━━ PROVIDED DATA

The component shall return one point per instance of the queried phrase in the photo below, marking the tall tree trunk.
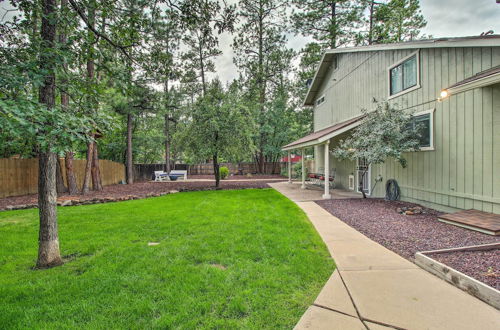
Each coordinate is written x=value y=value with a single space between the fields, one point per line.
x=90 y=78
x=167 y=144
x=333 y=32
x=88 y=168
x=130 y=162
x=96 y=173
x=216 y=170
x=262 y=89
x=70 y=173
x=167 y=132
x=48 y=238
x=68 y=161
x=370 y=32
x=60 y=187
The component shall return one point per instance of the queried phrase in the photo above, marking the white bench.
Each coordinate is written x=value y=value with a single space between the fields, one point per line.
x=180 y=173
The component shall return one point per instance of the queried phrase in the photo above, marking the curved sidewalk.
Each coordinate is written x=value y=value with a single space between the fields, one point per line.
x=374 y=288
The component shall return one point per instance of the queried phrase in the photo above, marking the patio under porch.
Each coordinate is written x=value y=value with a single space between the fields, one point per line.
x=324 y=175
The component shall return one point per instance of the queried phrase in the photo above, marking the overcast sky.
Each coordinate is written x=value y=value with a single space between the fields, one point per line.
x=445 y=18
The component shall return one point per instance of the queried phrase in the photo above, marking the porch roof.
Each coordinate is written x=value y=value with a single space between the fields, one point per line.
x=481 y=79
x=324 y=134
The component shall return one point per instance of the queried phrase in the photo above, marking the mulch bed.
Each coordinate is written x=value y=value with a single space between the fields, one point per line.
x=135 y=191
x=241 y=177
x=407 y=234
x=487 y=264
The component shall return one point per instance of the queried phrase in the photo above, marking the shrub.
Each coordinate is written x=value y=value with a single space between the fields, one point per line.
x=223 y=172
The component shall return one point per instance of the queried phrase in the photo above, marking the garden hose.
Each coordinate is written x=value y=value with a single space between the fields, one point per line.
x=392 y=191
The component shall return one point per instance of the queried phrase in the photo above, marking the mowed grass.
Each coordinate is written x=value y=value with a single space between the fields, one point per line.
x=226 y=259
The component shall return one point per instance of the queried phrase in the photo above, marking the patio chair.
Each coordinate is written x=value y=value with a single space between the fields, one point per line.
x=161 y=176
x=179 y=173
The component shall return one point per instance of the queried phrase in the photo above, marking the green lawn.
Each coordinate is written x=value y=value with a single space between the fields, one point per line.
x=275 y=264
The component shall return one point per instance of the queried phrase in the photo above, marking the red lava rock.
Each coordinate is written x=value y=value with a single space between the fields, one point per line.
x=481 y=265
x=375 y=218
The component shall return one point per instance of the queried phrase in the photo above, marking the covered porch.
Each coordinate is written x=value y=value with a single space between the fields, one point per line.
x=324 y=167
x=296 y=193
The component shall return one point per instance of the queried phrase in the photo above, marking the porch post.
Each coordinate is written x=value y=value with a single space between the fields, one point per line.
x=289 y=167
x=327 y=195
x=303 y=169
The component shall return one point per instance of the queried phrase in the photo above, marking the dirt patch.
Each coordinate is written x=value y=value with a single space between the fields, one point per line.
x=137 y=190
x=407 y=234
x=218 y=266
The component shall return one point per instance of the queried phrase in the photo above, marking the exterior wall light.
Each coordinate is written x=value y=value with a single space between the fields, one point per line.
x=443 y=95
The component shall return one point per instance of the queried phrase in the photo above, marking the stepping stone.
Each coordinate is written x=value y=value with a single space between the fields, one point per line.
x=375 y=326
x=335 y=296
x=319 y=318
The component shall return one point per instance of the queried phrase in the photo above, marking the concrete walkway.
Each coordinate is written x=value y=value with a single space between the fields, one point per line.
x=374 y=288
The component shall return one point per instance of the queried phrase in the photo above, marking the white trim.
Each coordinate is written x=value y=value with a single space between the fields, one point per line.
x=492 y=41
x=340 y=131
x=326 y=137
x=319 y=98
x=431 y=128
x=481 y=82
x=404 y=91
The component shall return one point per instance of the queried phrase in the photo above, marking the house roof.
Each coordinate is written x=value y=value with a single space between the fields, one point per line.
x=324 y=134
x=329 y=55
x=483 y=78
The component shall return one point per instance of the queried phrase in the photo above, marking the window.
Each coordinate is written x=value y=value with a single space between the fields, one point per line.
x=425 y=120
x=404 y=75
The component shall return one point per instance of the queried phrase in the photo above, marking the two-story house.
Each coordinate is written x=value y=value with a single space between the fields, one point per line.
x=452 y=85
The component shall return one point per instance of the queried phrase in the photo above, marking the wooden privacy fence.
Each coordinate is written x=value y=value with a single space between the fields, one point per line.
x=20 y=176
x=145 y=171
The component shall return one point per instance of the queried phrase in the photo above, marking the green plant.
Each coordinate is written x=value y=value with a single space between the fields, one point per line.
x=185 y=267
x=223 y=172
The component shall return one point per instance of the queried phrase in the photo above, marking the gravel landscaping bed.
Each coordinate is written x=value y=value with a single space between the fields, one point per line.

━━━━

In the data above, each line holding "porch" is to be found and copied.

▸ **FINAL ANSWER**
The component shall return one point per instance of the queried phrase in the photo above, marking the patio under porch.
The component shall return one point per instance of the queried phrase in the photo above, marking the porch roof.
The component shall return one point per instance of the queried phrase in the photo above, marking the covered porch.
The component shall return one point per instance of the queried phrase in the photo above, marking the porch post.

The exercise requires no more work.